**** Input material

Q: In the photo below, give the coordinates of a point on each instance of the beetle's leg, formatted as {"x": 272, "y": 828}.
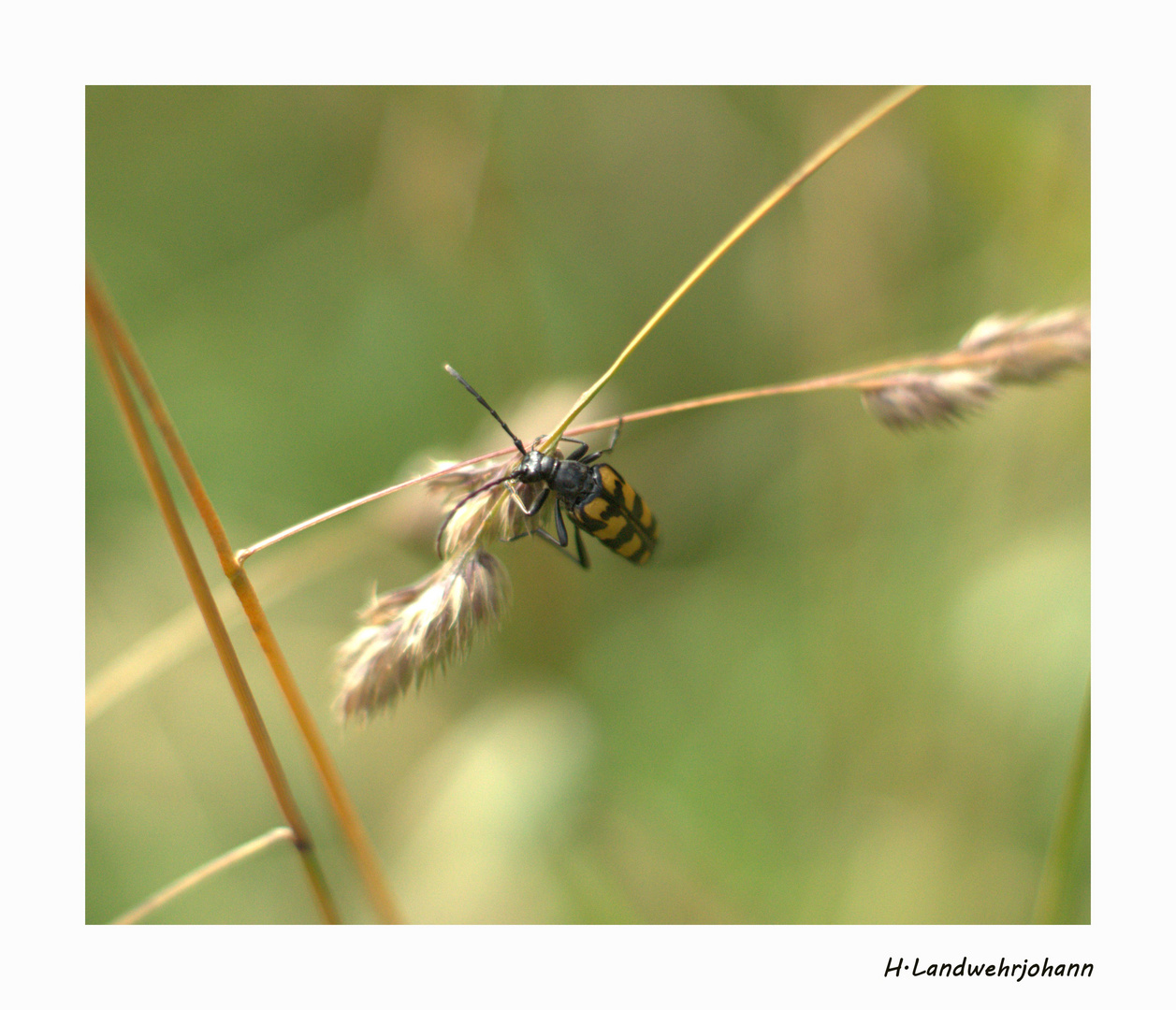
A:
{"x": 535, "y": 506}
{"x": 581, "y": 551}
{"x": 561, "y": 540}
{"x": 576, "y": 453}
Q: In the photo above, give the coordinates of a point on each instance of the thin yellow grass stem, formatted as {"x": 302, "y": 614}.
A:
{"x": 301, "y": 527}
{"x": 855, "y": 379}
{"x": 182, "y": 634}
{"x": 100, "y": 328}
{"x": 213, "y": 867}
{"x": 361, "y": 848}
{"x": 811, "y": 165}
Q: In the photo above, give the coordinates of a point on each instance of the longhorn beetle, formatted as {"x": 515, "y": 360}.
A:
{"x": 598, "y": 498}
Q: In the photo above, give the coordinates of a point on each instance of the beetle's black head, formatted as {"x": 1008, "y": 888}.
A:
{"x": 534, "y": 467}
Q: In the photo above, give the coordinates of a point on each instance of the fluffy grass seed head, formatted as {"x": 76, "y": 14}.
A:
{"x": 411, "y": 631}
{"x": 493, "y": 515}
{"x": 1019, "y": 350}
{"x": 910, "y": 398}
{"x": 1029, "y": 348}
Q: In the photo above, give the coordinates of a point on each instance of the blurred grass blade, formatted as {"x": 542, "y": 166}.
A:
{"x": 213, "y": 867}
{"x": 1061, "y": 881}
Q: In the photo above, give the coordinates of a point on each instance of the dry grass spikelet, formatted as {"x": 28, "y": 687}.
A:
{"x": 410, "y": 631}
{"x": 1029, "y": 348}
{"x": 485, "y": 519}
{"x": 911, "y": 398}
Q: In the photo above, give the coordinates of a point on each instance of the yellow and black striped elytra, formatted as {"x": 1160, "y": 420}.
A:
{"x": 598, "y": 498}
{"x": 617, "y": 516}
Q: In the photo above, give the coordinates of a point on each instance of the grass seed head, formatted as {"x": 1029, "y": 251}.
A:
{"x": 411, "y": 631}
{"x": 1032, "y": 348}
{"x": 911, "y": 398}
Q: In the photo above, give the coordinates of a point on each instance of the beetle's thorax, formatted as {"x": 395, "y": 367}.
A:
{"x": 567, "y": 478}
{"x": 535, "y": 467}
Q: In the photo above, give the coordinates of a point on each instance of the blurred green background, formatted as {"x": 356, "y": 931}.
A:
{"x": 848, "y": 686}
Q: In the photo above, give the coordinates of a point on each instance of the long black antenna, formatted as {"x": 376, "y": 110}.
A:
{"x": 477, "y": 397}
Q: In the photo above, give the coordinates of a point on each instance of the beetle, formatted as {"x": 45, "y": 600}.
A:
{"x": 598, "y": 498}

********
**** Input material

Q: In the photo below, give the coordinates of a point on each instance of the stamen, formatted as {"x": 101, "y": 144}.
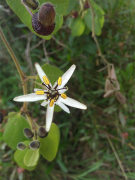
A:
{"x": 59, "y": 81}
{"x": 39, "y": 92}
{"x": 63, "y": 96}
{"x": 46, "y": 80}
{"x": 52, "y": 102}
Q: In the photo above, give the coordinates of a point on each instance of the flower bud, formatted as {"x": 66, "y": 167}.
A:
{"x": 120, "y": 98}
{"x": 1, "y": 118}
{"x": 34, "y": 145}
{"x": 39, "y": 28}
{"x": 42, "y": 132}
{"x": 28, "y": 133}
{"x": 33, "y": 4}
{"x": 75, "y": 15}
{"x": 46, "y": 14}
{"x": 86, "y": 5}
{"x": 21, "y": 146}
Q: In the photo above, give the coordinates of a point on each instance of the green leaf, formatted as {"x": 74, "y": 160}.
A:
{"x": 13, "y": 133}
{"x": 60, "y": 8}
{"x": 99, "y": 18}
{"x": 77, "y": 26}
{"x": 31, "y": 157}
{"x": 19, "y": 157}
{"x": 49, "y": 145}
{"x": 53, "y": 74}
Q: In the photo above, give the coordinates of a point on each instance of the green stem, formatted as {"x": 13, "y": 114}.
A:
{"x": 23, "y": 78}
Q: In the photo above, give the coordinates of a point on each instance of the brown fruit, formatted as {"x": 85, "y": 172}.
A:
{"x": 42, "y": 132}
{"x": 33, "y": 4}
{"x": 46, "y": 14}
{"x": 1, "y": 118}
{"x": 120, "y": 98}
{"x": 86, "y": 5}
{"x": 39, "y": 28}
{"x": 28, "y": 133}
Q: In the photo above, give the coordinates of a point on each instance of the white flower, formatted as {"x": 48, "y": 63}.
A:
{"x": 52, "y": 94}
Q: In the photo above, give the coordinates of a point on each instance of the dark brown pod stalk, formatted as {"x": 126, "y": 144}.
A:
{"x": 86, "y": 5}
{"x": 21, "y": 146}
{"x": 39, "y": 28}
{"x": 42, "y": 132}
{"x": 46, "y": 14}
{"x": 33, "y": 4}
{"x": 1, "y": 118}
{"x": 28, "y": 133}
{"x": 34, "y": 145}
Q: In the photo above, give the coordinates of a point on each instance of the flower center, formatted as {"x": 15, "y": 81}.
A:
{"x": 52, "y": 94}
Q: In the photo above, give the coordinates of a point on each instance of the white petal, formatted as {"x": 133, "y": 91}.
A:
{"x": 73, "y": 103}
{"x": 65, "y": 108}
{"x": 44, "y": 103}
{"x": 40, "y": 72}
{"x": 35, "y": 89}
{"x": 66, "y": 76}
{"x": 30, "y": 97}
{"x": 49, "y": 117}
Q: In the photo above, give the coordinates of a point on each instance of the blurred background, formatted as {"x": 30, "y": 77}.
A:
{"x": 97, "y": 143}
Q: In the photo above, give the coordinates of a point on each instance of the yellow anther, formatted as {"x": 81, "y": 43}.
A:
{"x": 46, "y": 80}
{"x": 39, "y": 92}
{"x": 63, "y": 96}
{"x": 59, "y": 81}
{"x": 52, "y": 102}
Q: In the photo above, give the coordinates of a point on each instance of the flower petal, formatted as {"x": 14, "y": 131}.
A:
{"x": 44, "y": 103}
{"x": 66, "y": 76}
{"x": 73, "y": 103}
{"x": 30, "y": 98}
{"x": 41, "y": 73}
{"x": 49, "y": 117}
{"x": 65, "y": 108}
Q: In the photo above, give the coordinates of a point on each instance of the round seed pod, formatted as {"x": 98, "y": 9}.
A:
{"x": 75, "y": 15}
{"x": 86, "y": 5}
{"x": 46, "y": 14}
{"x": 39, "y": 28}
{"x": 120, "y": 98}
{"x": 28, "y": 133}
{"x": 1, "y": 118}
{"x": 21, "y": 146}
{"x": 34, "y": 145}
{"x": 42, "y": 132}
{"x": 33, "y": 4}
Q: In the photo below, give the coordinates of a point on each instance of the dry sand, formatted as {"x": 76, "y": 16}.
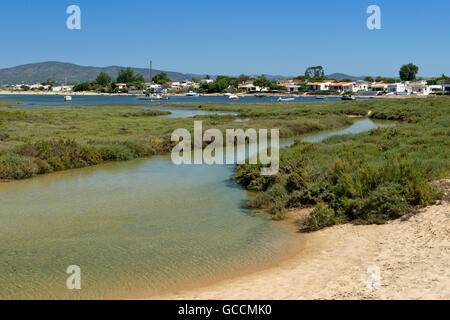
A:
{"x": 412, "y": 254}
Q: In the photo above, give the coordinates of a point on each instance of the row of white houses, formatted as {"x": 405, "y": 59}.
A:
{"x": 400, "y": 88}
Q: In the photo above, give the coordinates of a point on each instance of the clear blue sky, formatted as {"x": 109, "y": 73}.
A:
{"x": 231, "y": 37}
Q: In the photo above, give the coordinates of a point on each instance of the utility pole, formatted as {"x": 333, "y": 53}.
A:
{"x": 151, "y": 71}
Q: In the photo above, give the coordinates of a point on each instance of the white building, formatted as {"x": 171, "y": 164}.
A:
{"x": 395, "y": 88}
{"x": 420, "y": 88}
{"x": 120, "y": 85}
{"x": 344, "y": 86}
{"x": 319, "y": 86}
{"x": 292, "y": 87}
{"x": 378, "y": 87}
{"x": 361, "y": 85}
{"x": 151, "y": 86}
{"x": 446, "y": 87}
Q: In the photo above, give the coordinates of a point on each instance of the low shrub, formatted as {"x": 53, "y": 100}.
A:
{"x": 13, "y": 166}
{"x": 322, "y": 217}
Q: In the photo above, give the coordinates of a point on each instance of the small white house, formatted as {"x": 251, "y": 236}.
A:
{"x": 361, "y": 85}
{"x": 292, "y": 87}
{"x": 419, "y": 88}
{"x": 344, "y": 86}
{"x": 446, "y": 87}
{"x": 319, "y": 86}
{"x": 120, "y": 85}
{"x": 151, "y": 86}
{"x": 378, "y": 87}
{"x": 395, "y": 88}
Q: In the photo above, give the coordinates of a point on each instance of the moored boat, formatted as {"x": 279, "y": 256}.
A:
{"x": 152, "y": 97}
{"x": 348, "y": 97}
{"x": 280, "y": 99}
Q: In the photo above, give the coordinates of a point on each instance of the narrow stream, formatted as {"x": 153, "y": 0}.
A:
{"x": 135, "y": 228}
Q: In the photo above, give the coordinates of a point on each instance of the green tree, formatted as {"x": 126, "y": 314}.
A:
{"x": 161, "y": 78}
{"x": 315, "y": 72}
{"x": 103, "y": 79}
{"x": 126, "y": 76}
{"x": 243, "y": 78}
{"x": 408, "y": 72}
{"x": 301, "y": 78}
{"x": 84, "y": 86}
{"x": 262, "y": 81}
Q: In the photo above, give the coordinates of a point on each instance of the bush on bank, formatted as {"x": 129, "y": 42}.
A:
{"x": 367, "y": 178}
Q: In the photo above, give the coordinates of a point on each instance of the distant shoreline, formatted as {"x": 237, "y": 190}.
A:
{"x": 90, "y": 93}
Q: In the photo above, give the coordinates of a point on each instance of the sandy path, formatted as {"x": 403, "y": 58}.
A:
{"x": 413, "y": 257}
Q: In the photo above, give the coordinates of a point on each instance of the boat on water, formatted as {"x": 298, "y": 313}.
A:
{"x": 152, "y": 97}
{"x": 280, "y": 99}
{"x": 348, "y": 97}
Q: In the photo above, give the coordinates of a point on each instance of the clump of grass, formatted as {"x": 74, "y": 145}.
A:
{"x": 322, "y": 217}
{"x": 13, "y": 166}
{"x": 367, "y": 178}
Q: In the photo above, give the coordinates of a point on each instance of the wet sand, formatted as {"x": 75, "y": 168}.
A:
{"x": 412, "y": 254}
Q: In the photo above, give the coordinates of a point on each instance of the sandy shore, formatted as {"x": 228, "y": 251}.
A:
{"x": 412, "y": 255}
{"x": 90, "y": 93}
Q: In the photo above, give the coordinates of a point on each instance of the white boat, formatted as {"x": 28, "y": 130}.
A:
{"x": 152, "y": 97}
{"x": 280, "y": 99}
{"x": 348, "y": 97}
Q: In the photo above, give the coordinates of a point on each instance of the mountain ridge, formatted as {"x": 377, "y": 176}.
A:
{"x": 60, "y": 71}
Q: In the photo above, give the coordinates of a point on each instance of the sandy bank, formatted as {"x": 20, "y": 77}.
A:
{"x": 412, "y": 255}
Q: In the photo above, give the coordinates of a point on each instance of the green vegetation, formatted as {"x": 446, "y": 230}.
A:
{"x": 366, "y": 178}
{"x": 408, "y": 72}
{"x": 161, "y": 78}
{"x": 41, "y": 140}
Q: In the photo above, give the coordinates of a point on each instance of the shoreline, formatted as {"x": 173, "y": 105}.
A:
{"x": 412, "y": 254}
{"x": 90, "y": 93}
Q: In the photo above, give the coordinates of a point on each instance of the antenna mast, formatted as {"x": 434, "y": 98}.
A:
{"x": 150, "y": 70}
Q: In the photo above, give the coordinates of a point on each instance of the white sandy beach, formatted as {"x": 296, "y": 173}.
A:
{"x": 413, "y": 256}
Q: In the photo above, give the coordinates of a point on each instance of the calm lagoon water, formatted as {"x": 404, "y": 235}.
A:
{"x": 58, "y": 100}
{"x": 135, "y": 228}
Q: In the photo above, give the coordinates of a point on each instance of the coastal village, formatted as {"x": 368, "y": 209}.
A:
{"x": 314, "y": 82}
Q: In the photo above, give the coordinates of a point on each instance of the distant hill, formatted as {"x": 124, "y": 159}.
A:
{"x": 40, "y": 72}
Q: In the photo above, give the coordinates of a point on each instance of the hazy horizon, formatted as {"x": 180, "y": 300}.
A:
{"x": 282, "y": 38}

********

__Prompt__.
Return every line of the listing above that contains the string "water". Case counts.

__Answer to the exercise__.
Q: In the photo above, give the coordinates of a point on each instance of the boat on water, formatted as {"x": 298, "y": 313}.
Q: In the photo above, give the coordinates of a point on each instance of the calm lagoon water, formatted as {"x": 404, "y": 235}.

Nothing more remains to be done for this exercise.